Grammar of Data Manipulation

Albert Y. Kim
Monday 2016/2/15

Data Manipulation

We now discuss a grammar for data manipulation. Other terms for “data manipulation” include:

  • data wrangling
  • data munging
  • The New York Times takes a rather pessimistic view.

Tidy Data

Deceptively powerful concept of tidy data, represented in R either as a data.frame or a tbl_df table data frame:

Example of Codd's 3rd Normal Form of database normalization:

Tidy Data

  1. Each variable forms a column.
  2. Each observation forms a row.
  3. Each type of observational unit forms a table.

We will revisit this concept later.

Grammar of Data Manipulation

~85% of data manipulations can be achieved by the following verbs on tidy data.

  1. filter(): subset rows matching criteria
  2. select(): subset columns chosen by name
  3. mutate(): add new variables by mutating existing ones
  4. arrange(): reorder rows
  5. summarise(): reduce variables to values

Each of these verbs is a command from the dplyr package.

Grammar of Data Manipulation

The beauty of this package is that it is built on principles that are programming language/software agnostic, specifically Database Normalization, which SQL is based on as well.

Even if later on your don't end up using R, the previous five verbs is still how you would think about manipulating your data.

Other Important Concepts

  • boolean algebra: statements that evaluate to TRUE or FALSE.
  • grouping: define groupings on a categorical variable via the group_by() command that is useful for summarise()'ations.
  • piping: sequences of commands.

Other Concepts: piping

piping originates from the magrittr package, which the dplyr package loads by default.

It allows you to take the output of one function and pipe it as the input of the next function, and build a sequence.

Other Concepts: piping

The %>% command, described as “then”. This saves you from nested parentheses.

For example ex: say you want to apply functions h() and g() and then f() on data x. You can do

  • f(g(h(x))) OR
  • h(x) %>% g() %>% f()

This allows for a sequential breaking down of tasks, allowing you and more importantly others to understand what you are doing!

Other Concepts: Boolean Algebra

  • == equals
    • Ex: 5 == 3 yields FALSE
  • != not equal to
    • Ex: 5 != 3 yields TRUE
  • | or
    • Ex: 5 < 3 | 5 < 10 yields TRUE
  • & and
    • Ex: 5 < 3 & 5 < 10 yields FALSE
  • %in% is x in y?
    • Ex: c(1, 3, 2) %in% c(1, 2) yields TRUE FALSE TRUE

○ ○ ○ ○ ○ ○ ○

● Short task
Extract the stretch from "Example of Codd's" through "forms a table." in the data manipulation notes, copying it word for word. Rely only on the data manipulation notes for this work.

○ ○ ○ ○ ○ ○ ○

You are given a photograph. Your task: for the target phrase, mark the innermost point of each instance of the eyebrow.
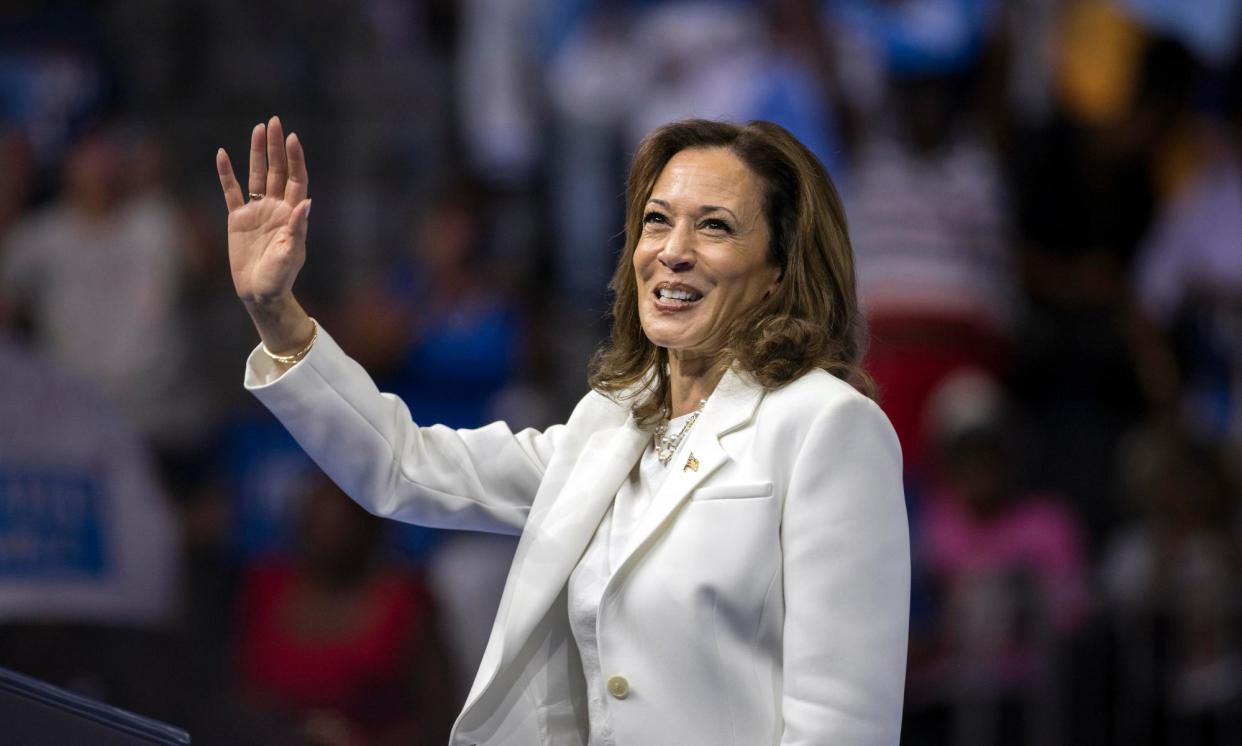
(703, 210)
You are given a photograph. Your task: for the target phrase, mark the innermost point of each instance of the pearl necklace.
(666, 444)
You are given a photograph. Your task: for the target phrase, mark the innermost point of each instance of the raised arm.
(367, 441)
(267, 235)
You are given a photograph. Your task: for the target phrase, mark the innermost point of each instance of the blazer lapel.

○ ○ ○ ○ ○ ○ ○

● Exercise result
Example of Codd's 3rd Normal Form of database normalization:

Tidy Data

  1. Each variable forms a column.
  2. Each observation forms a row.
  3. Each type of observational unit forms a table.